## TASK REQUIREMENTS
Report the count of lines in the records that contain "palm", without any added text.
[[ DATA TO USE open ]]
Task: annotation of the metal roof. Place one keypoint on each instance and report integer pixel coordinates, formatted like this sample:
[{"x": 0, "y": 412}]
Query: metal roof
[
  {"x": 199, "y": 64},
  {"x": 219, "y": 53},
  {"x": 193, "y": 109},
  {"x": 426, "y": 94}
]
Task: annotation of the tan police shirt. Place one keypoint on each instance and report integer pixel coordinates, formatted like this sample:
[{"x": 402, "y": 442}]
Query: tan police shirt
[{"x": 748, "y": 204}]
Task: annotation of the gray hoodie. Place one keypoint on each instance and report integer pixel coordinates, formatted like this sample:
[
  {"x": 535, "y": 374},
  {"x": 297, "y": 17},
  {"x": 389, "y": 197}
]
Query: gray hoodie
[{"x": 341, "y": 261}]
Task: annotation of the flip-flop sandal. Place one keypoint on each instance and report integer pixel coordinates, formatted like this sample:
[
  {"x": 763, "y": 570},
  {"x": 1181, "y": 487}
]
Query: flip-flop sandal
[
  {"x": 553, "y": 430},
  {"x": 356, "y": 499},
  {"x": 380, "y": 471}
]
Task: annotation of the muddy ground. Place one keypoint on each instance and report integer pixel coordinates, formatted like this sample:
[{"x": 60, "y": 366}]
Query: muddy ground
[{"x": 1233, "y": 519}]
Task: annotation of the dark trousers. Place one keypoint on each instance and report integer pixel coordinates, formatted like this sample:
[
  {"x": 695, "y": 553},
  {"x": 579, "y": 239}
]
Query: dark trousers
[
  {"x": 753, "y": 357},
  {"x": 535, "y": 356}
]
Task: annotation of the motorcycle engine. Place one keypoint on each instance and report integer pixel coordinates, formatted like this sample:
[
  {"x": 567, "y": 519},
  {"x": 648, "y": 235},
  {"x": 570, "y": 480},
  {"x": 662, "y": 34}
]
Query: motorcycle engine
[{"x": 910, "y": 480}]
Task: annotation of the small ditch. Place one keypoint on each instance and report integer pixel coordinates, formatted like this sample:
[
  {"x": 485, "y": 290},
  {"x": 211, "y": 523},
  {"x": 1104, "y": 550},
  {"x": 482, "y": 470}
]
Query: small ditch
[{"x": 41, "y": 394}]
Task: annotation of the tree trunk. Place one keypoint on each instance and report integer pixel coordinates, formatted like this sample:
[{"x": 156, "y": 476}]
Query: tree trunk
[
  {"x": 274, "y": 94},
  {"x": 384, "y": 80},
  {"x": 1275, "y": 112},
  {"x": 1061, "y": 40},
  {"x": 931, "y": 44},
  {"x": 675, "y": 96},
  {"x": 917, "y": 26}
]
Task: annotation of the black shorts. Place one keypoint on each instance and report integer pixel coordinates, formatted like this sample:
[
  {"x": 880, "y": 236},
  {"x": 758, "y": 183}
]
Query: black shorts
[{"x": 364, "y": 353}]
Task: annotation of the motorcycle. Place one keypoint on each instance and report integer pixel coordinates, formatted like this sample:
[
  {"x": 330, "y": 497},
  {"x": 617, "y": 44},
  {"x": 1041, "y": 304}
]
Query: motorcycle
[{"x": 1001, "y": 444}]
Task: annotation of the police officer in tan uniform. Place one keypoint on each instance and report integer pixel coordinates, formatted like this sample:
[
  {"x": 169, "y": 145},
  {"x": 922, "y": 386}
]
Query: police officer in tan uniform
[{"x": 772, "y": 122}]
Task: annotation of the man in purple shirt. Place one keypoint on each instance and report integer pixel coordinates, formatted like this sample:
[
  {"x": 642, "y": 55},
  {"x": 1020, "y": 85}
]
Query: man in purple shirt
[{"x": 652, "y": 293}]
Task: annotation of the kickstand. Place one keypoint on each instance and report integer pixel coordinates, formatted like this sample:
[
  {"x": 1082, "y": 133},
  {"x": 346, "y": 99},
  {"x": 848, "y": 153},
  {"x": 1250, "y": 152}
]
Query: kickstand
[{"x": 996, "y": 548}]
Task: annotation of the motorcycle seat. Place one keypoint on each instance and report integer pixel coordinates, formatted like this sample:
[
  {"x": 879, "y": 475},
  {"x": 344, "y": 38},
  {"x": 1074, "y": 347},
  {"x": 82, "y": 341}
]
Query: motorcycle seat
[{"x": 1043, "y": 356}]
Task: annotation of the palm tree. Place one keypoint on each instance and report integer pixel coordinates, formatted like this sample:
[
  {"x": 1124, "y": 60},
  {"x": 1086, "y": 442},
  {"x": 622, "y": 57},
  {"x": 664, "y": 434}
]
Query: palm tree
[[ DATA TO USE closed ]]
## REPLY TO THE TASK
2